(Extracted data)
= = = = = = =

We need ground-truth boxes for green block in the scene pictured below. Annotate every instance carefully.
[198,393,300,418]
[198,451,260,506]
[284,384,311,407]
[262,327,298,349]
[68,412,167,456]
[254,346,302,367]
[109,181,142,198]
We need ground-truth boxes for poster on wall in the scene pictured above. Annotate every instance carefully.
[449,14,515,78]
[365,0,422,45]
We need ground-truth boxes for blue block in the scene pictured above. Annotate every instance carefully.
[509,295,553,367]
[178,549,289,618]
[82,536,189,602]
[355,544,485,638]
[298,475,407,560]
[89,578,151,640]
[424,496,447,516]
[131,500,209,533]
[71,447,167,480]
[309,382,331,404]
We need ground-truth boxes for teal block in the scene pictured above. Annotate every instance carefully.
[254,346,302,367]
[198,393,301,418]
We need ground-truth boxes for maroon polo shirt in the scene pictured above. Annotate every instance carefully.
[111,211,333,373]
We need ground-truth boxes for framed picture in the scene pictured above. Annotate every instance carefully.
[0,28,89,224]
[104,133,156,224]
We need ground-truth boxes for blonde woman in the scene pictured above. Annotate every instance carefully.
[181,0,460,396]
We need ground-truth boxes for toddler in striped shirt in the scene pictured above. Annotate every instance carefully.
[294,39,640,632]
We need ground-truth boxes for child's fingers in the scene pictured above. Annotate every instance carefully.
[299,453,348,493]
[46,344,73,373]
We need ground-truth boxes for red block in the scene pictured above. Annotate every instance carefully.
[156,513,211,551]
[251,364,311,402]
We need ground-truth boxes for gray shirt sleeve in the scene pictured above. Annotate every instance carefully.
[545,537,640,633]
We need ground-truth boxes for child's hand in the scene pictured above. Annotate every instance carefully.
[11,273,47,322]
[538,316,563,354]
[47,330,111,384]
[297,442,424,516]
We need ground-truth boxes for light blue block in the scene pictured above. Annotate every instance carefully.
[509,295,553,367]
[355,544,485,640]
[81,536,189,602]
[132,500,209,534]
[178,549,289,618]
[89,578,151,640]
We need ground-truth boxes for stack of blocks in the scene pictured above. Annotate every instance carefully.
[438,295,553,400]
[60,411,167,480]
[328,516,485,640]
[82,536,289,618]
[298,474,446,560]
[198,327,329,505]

= = = = = = =

Brief:
Copy every line of the data above word for word, without changing anything.

Answer below:
We need ground-truth boxes for green block in the scene pictured below. Annotate every instance carefully.
[198,393,300,418]
[198,451,260,506]
[284,384,311,407]
[262,327,298,349]
[68,412,167,456]
[254,346,302,367]
[109,181,142,198]
We need ground-truth boxes for poster on wall in the scene pictured above. Annotate every instance carefully.
[449,14,515,78]
[365,0,422,45]
We need ground-truth boxes for blue block in the scene pictured above. Annotate every instance carefully.
[509,295,553,367]
[178,549,289,618]
[82,536,189,602]
[355,544,485,638]
[298,475,407,560]
[89,578,151,640]
[424,496,447,516]
[131,500,209,533]
[71,447,167,480]
[309,382,331,404]
We need ground-truth boxes for teal block in the scene pictured above. Annotate every instance carefully.
[254,346,302,367]
[198,393,301,418]
We need ground-truth boxes for maroon polo shirt in the scene pictured above. Annotate every instance carefully.
[111,211,333,373]
We need ground-truth boxes for framed picture in the scene pictured above. Annotate every instance carefully.
[0,28,89,224]
[104,133,156,224]
We need ground-truth boxes for blonde woman in the scene pictured above. Annotate every instance carefully.
[181,0,460,396]
We need ground-truth boxes for toddler in striped shirt in the scene pictured above. Annotate every instance carefully.
[294,39,640,632]
We need ground-truth boxes for child's fingers in the scene pictured above. Annotate every instance carefully.
[299,453,348,493]
[46,344,73,373]
We need ground-truth boxes for red block in the scene pictured above. Annotate every instance carefully.
[156,513,211,551]
[251,364,311,402]
We need ground-truth boxes for gray shirt sleeve in the scene pictured above. Annotate every instance carefully.
[545,537,640,633]
We need ground-truth boxes for child's hand in the scene pictured above. Annotate every instance carefully.
[11,273,47,322]
[538,316,563,354]
[47,330,111,384]
[297,442,424,516]
We need ground-truth boxes for light blue block in the scene pictured above. Annotate every instance carefully.
[509,295,553,367]
[355,544,485,640]
[81,536,189,602]
[132,500,209,534]
[178,549,289,618]
[89,578,151,640]
We need ground-truth boxes for stack of blocks in the scene pictured above. Annotate every instance carefully.
[438,295,553,400]
[60,411,167,480]
[328,516,485,640]
[82,536,289,618]
[298,474,446,560]
[198,327,329,505]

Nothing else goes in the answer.